▸ **TASK REQUIREMENTS**:
Please express the data below as a two-column CSV headed text and answer, with one row for each line of text and all the points that follow it. Put each field in quotes, turn line breaks into spaces, cover all of the data, and leave out the picture.

+++

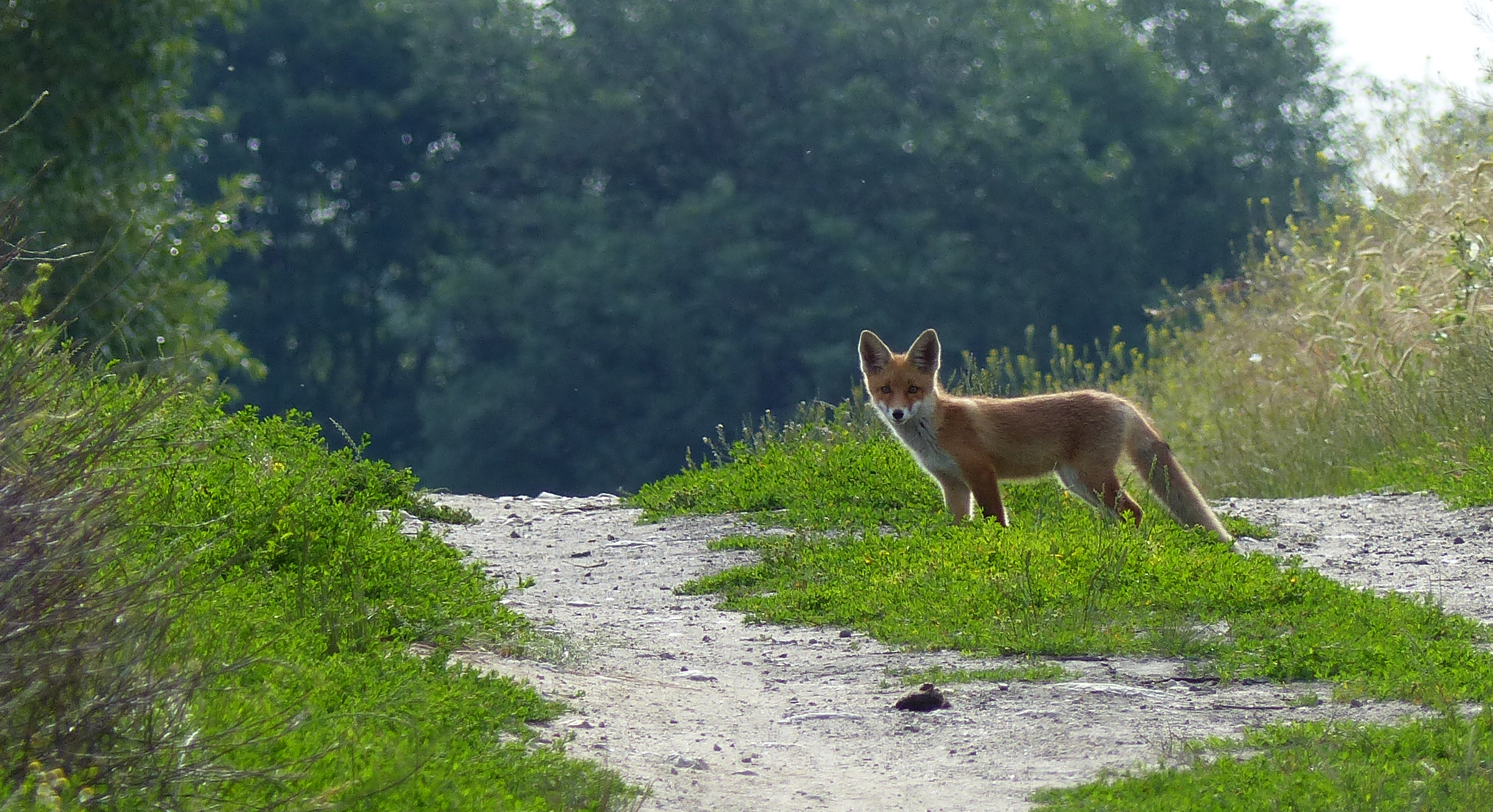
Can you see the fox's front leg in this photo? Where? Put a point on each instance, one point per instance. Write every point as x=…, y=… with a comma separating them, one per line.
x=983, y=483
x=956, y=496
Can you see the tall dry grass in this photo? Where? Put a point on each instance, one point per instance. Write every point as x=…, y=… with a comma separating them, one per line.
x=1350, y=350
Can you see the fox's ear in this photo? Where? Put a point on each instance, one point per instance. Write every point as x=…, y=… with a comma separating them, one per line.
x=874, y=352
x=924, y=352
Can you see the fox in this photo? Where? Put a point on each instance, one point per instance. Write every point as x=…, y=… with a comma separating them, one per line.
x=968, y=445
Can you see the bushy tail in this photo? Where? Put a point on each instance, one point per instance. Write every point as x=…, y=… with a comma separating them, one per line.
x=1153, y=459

+++

▸ **WRITTEN REPLY**:
text,answer
"Can you see the fox's front leg in this photo? Where? Put a point on each instance, one point per instance. Write every point as x=…, y=… with a comma separating them, one per line.","x=983, y=483 x=956, y=496"
"Can you see the tall dry grass in this photo? Where? Put a point on each instance, one point per instance. Write every point as x=…, y=… with a comma separating them, one per line.","x=1350, y=350"
"Can you see the fox's ear in this photo? Where? Put a point on each instance, one point per instance. Write every point as x=…, y=… with a comma separating them, one per line.","x=874, y=352 x=924, y=352"
"Can you see the fox in this photo? Where? Put a point on each instance, one point per instance. Write every point as x=…, y=… with a comma separating them, one per line.","x=968, y=445"
"Can you see the bushy tail in this photo? Where? Put a point on each instance, one point per instance. Write every point as x=…, y=… with a comma separating them, one per line.","x=1153, y=459"